• **Text section**
* * *

In the first part of this assignment, you will use a subset of the [ImageNet dataset](http://www.image-net.org). This is a large-scale image classification dataset, that is organised according to the [WordNet](https://wordnet.princeton.edu) hierarchy. It contains over 20,000 categories, with hundreds of images per category. 

* Deng, J., Dong, W., Socher, R., Li, L.-J., Li, K. & Fei-Fei, L. (2009), "ImageNet: A Large-Scale Hierarchical Image Database", _IEEE Computer Vision and Pattern Recognition (CVPR)_.
* Deng, J., Li, K., Do, M., Su, H., Fei-Fei, L. (2009), "Construction and Analysis of a Large Scale Image Ontology", in _Vision Sciences Society (VSS)_.
* Russakovsky, O., Deng, J., Su, H., Krause, J., Satheesh, S., Ma, S., Huang, Z., Karpathy, A., Khosla, A., Bernstein, M., Berg, A. C., & Fei-Fei, L. (2015), "ImageNet Large Scale Visual Recognition Challenge", *International Journal of Computer Vision (IJCV)*, **115** (3), 211-252.

Your goal is to use a convolutional neural network pre-trained on the ImageNet dataset, to compute saliency maps that analyse the sensitivity of network predictions to pixels in the input.

#### Saliency maps

Saliency maps are an important general concept in computer vision that refer to a group of techniques for highlighting specific features in an image (such as the pixels) that are the most conspicous (or salient) in relation to some property of the image (typically summarised as a scalar value). For example, consider how colour images can be converted to black-and-white to analyse colour intensity, or how night vision can be used to detect light sources.

In the context of deep learning models, saliency maps have been used as a means to make network predictions more interpretable. They can be used to analyse the sensitivity of network predictions to pixels in the input. In other words, they highlight which pixels affect the network prediction the most - the underlying assumption being that such pixels will most likely correspond to the object being classified.

* * *

• **Data supplied**
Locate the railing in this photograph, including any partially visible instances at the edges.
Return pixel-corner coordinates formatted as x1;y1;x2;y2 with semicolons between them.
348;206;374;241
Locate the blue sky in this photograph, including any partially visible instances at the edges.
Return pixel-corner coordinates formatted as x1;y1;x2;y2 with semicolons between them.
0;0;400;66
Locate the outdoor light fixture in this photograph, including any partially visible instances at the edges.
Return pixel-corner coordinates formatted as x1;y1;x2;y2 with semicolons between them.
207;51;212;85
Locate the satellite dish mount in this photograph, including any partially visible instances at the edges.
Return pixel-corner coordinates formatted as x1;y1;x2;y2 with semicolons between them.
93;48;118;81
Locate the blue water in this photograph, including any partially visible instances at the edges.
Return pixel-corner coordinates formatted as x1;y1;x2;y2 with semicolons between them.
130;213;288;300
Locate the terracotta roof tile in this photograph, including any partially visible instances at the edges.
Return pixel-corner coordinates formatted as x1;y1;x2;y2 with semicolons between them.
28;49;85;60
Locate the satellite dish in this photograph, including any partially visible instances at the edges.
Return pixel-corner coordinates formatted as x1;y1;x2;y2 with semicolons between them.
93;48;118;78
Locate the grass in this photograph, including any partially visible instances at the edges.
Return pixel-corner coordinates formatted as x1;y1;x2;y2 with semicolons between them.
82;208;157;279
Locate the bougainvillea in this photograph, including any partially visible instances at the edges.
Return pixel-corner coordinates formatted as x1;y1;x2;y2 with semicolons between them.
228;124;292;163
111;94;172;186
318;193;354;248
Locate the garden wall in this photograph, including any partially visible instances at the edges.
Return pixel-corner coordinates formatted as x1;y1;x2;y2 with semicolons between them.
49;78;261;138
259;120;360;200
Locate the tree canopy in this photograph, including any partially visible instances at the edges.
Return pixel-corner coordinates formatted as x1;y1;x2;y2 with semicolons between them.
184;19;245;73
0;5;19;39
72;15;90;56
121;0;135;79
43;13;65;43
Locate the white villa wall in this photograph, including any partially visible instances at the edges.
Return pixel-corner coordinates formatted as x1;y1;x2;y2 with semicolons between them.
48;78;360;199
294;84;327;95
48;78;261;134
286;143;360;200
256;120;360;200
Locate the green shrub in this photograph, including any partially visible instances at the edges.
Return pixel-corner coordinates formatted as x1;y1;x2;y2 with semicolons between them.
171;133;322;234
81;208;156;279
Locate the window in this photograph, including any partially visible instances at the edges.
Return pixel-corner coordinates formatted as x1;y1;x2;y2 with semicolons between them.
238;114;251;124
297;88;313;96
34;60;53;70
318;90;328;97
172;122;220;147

* * *

• **Requirement 1**
Repeat everything in the passage on ImageNet and saliency maps from "Saliency maps are" down to "object being classified.".
• **Requirement 2**
Format everything from the start of the records down to and including the line containing "348;206;374;241" as a numbered list, leaving out any blank lines.

• **Task solution 1**
Saliency maps are an important general concept in computer vision that refer to a group of techniques for highlighting specific features in an image (such as the pixels) that are the most conspicous (or salient) in relation to some property of the image (typically summarised as a scalar value). For example, consider how colour images can be converted to black-and-white to analyse colour intensity, or how night vision can be used to detect light sources.

In the context of deep learning models, saliency maps have been used as a means to make network predictions more interpretable. They can be used to analyse the sensitivity of network predictions to pixels in the input. In other words, they highlight which pixels affect the network prediction the most - the underlying assumption being that such pixels will most likely correspond to the object being classified.

• **Task solution 2**
1. Locate the railing in this photograph, including any partially visible instances at the edges.
2. Return pixel-corner coordinates formatted as x1;y1;x2;y2 with semicolons between them.
3. 348;206;374;241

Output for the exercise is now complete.